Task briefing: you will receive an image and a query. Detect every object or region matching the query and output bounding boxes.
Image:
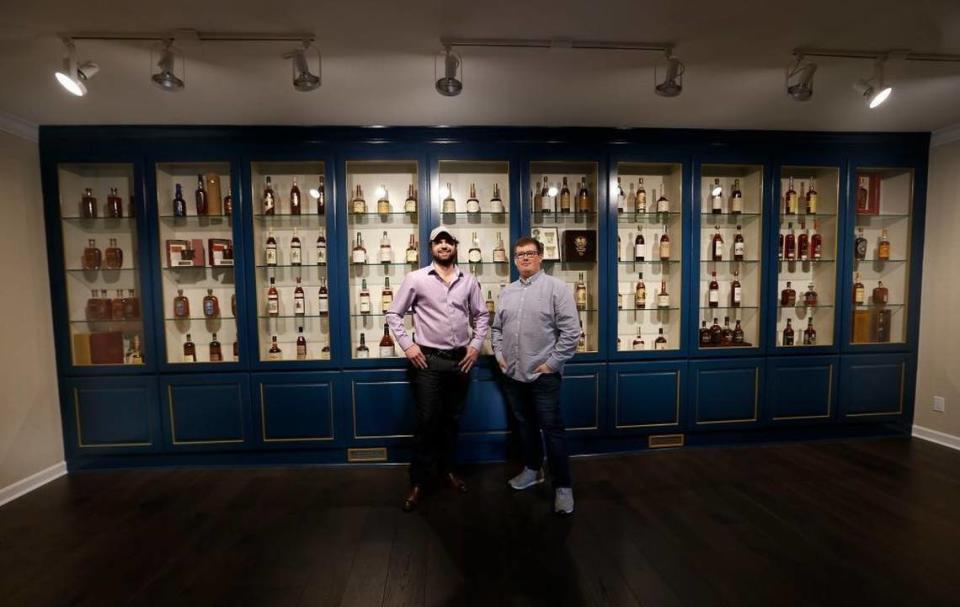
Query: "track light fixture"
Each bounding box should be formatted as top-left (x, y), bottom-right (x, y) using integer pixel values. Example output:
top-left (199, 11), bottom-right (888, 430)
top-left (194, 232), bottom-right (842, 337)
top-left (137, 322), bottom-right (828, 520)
top-left (853, 58), bottom-right (893, 110)
top-left (433, 46), bottom-right (463, 97)
top-left (653, 50), bottom-right (686, 97)
top-left (54, 38), bottom-right (100, 97)
top-left (787, 53), bottom-right (817, 101)
top-left (150, 40), bottom-right (184, 93)
top-left (283, 40), bottom-right (323, 93)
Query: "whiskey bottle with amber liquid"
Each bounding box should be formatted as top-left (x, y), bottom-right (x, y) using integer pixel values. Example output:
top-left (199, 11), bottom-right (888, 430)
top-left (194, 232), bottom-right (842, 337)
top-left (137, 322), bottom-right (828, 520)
top-left (80, 188), bottom-right (98, 219)
top-left (262, 175), bottom-right (277, 215)
top-left (80, 238), bottom-right (103, 270)
top-left (103, 238), bottom-right (123, 270)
──────────────────────────────
▶ **Prompt**
Arrange the lines from the one containing "bottle with amber" through the end of the records, inclusive, as a Markdown table with a Row column for the row number and a Text column for the line. Leave out any blank lines.

▶ **Exercise result**
| Row | Text |
|---|---|
| 1 | Query: "whiskey bottle with amber liquid" |
| 2 | Each bounding box should be formatted as top-left (x, y), bottom-right (x, y) using integer pixel values. Example output: |
| 3 | top-left (199, 11), bottom-right (888, 430) |
| 4 | top-left (194, 232), bottom-right (842, 337) |
| 5 | top-left (137, 322), bottom-right (828, 520) |
| 6 | top-left (80, 188), bottom-right (98, 219) |
| 7 | top-left (262, 175), bottom-right (277, 215) |
| 8 | top-left (80, 238), bottom-right (103, 270) |
| 9 | top-left (103, 238), bottom-right (123, 270) |